▸ **Gegebene Aufgabe A**
Welche Anliegen sollen laut dem Text über Malmströms Amtszeit in der Handelspolitik künftig stärker berücksichtigt werden? Nenne alle.
▸ **Gegebene Aufgabe B**
Gib den Abschnitt des Textes über Malmströms Amtszeit von „Cecilias Vermächtnis“ bis einschließlich „erreicht? Zum Ende ihrer Amtszeit ziehen wir Bilanz.“ wortgetreu wieder.

▸ **Ausgewählter Text**
--

Handelspolitik

Cecilias Vermächtnis

Cecilia Malmström blickt auf fünf bewegte Jahre an der Spitze der EU-Handelskommission zurück. Geprägt waren sie vor allem durch zivilgesellschaftliche Proteste gegen Freihandelsabkommen wie TTIP und CETA. Ihre Initiative „Trade for all“ sollte mehr Transparenz und zivilgesellschaftlicher Partizipation in die europäische Handelspolitik bringen. Was hat sie erreicht? Zum Ende ihrer Amtszeit ziehen wir Bilanz.
von 13. September 2019

Cecilia Malmström blickt auf fünf bewegte Jahre an der Spitze der EU-Handelskommission zurück, geprägt vor allem durch zivilgesellschaftliche Proteste gegen Freihandelsabkommen. Malmström trieb die Fertigstellung zahlreicher Verträge voran und startete mit „Trade for all“ eine Initiative, die einen Wandel der Handelspolitik hin zu mehr Transparenz und zivilgesellschaftlicher Partizipation bewirken sollte. Zum Ende ihrer Amtszeit ziehen wir Bilanz.

Johannes Jansson - CC-BY 3.0
© Johannes Jansson/norden.org [CC BY 2.5 dk]

Bereits der Amtsantritt Malmströms im November 2014 fiel in turbulente Zeiten, die TTIP-Verhandlungen gestalteten sich weit schwieriger als anfangs gedacht. Denn im Verlauf des Jahres 2014 hatte sich eine gewaltige zivilgesellschaftliche Protestbewegung gegen das Handelsabkommen mit den USA formiert. Die Kritiker*innen griffen dabei nicht nur zahlreiche Inhalte des Vertrags an, sondern auch die hohe Intransparenz der Verhandlungen. Zudem wurde bekannt, dass die Verhandler*innen 92 % der Konsultationen mit Lobbyist*innen aus Wirtschaft und Industrie geführt hatten. Die Handelskommissarin sah sich zu Zugeständnissen gezwungen. Ihre Initiative „Trade for all“ sollte der EU zum weltweiten Spitzenstatus in Sachen Offenheit und Sichtbarkeit verhelfen. Handelspolitik, so Malmström, müsse der gesamten Gesellschaft zugute kommen und europäische Standards und Werte befördern. Anliegen wie nachhaltiger Entwicklung, Menschenrechten und fairem Handel werde man in Zukunft mehr Rechnung tragen.

Die "transparenteste Handelspolitik" weltweit?

--

▸ **Angezeigtes Material**
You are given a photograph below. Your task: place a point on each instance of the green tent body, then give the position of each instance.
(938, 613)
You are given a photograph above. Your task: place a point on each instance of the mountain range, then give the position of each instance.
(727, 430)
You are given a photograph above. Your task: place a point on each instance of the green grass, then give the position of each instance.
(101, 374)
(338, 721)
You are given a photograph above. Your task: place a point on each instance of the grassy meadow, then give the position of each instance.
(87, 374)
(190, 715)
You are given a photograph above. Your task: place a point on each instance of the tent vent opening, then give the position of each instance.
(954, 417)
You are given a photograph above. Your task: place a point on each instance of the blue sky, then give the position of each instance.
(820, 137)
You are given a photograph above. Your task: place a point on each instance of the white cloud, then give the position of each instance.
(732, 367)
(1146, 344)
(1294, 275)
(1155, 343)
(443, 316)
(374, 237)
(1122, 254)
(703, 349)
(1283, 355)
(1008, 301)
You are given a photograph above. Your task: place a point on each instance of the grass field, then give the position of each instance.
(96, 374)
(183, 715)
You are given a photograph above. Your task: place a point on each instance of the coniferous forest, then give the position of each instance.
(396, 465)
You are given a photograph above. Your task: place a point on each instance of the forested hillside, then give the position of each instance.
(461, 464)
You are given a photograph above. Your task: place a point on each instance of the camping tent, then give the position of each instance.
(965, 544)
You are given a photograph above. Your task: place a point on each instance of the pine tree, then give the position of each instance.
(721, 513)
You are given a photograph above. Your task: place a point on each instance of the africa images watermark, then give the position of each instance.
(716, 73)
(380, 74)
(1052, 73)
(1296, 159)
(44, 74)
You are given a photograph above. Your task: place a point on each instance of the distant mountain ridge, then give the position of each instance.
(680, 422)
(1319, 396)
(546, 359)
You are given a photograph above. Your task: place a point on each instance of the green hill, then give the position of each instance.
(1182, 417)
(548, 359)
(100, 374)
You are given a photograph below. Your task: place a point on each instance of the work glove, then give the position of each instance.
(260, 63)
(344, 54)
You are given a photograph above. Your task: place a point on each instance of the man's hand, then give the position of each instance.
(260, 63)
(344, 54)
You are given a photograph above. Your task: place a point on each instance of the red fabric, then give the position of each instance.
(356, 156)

--

▸ **Vollständige Antwort A**
nachhaltige Entwicklung, Menschenrechte, fairer Handel

▸ **Vollständige Antwort B**
Cecilias Vermächtnis

Cecilia Malmström blickt auf fünf bewegte Jahre an der Spitze der EU-Handelskommission zurück. Geprägt waren sie vor allem durch zivilgesellschaftliche Proteste gegen Freihandelsabkommen wie TTIP und CETA. Ihre Initiative „Trade for all“ sollte mehr Transparenz und zivilgesellschaftlicher Partizipation in die europäische Handelspolitik bringen. Was hat sie erreicht? Zum Ende ihrer Amtszeit ziehen wir Bilanz.